About a Miracle.
We are incredibly grateful to a chance encounter over year ago that resulted in all of the girls, staff and staff families getting free, well, mostly free, healthcare!
Here’s the story, in brief.
Board Members Emily Frey and Jen Dalton went to Haiti last June. Emily really wanted to take all of the girls’ medical records to the Adventist hospital in Carfour to see if we could get immunizations set up for them. She had the name of a doctor there and made an appointment.
A note about the hospital in Carfour. It’s about an hour drive from Delmas, Reviel Martinel’s neighborhood. Maybe 20 minutes as the crow flies, but quite the trek through the always adventurous streets of Port-au-Prince, by any means of transportation. It’s also the place where a hospital team from Ukiah originally met Jean-Wesly who introduced them to the orphanage and is now its Director. He was working just after the earthquake as a translator to triage medical personnel and Board Member Lynn Meadows made a fateful connection.
Anyhoo, Emily, Jen, Jean-Wesly and Marceline (one of the older girls who really wants to be a doctor) were waiting for this doctor who was stuck in surgery.
Emily and Jen, being the only white people in the building, attracted the attention of a young doctor as he walked past.
“Can I help with you something,” he said in perfect English.
Emily explains what we were waiting for.
“Are you signed up for Operation Sunshine yet?”
“What’s that?”
Cut to Jen, Emily and Jean-Wesley sitting in the blessedly air conditioned office of Edward H. Martin II, MHA, Directeur General/Chief Executive Officer of Hopital Adventiste d’Haiti.

> [QUESTIONS]
**A.** Echo the part of the Haiti hospital story starting with "A note about" and going on through "in perfect English.".
**B.** In the Haiti hospital story, which Board Member made a fateful connection with Jean-Wesly after the earthquake?
**C.** Finish out the next part of the Haiti hospital story, picking up after its last sentence.

> [INFORMATION]
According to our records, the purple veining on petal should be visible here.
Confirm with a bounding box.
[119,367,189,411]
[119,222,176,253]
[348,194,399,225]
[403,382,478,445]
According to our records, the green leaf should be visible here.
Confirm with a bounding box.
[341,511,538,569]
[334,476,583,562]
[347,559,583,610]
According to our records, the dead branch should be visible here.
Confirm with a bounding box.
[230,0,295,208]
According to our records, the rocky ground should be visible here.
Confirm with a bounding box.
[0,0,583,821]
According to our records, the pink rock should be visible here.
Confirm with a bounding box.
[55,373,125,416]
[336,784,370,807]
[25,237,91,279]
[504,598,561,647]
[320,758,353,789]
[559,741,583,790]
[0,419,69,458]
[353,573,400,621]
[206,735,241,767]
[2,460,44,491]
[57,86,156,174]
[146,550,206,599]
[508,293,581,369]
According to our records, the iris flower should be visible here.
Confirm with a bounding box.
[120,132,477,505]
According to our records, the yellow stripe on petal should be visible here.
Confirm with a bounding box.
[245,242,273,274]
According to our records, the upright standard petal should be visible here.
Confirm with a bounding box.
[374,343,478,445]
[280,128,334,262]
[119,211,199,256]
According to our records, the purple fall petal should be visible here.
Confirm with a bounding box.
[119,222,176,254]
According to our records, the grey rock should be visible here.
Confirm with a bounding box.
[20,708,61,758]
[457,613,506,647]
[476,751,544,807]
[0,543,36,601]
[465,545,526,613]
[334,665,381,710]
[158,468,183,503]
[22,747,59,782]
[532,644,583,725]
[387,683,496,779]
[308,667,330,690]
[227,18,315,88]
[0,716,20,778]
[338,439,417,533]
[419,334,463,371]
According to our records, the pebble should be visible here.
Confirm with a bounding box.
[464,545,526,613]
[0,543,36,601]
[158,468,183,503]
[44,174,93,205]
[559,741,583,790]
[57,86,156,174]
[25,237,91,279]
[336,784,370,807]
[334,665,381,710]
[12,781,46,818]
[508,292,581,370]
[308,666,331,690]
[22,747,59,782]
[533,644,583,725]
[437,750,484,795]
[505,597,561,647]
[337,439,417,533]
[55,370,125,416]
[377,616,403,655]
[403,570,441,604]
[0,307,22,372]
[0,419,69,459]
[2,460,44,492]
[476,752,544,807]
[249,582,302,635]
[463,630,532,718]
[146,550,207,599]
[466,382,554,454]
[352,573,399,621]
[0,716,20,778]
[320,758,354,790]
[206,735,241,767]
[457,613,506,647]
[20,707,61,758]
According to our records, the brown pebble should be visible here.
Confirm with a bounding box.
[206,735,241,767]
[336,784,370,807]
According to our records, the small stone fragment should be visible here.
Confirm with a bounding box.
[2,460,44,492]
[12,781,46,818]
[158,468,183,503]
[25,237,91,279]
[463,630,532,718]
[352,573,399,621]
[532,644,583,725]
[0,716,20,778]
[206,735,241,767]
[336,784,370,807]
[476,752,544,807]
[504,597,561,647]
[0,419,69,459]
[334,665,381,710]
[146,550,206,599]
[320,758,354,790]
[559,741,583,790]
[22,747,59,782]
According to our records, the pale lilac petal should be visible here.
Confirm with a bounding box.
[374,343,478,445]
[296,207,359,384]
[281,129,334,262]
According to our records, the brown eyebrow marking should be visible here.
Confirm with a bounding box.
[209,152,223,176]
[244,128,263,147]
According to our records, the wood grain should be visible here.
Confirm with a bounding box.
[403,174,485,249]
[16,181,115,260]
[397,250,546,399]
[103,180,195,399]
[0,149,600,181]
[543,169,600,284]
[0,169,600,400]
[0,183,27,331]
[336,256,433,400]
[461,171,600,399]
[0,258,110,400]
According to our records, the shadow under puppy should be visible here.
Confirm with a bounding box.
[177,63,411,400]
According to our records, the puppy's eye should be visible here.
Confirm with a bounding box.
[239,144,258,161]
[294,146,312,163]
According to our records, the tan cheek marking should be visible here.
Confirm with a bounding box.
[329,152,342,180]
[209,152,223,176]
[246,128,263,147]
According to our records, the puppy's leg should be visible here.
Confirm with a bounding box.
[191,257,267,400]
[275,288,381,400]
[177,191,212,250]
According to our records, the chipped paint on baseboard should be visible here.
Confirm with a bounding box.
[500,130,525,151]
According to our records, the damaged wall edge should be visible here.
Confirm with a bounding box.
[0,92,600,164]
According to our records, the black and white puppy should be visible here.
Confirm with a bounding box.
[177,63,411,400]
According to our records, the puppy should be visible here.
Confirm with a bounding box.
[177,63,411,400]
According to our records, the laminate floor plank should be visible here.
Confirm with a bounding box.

> [EXPECTED OUTPUTS]
**A.**
A note about the hospital in Carfour. It’s about an hour drive from Delmas, Reviel Martinel’s neighborhood. Maybe 20 minutes as the crow flies, but quite the trek through the always adventurous streets of Port-au-Prince, by any means of transportation. It’s also the place where a hospital team from Ukiah originally met Jean-Wesly who introduced them to the orphanage and is now its Director. He was working just after the earthquake as a translator to triage medical personnel and Board Member Lynn Meadows made a fateful connection.
Anyhoo, Emily, Jen, Jean-Wesly and Marceline (one of the older girls who really wants to be a doctor) were waiting for this doctor who was stuck in surgery.
Emily and Jen, being the only white people in the building, attracted the attention of a young doctor as he walked past.
“Can I help with you something,” he said in perfect English.

**B.** Lynn Meadows

**C.**
This incredible man, who has worked in the most vulnerable places in the world, immediately emails the heads of Operation Sunshine. (Learn more about it here. And, watch a video, here.) Their goal is to provide medical coverage for up to 2,000 orphans in greater Port-au-Prince. As of our meeting, they had 200 in their roster. Our girls would be the next lucky recipients of this largesse.
Some back and forth, paperwork, missed meetings and miscommunications later, months later everyone was signed up.
It’s been an incredible help to the many costly medical needs of 27 girls and the staff and their children. An absolute miracle to know that they have free healthcare, even dental! The only problem is that it costs money (gas mostly) to get to the hospital. So, it’s not the most ideal. But, Operation Sunshine hopes to get a van soon and a case worker nurse who will come to the orphanage.
Regardless, we are grateful for this miracle. They are all around us.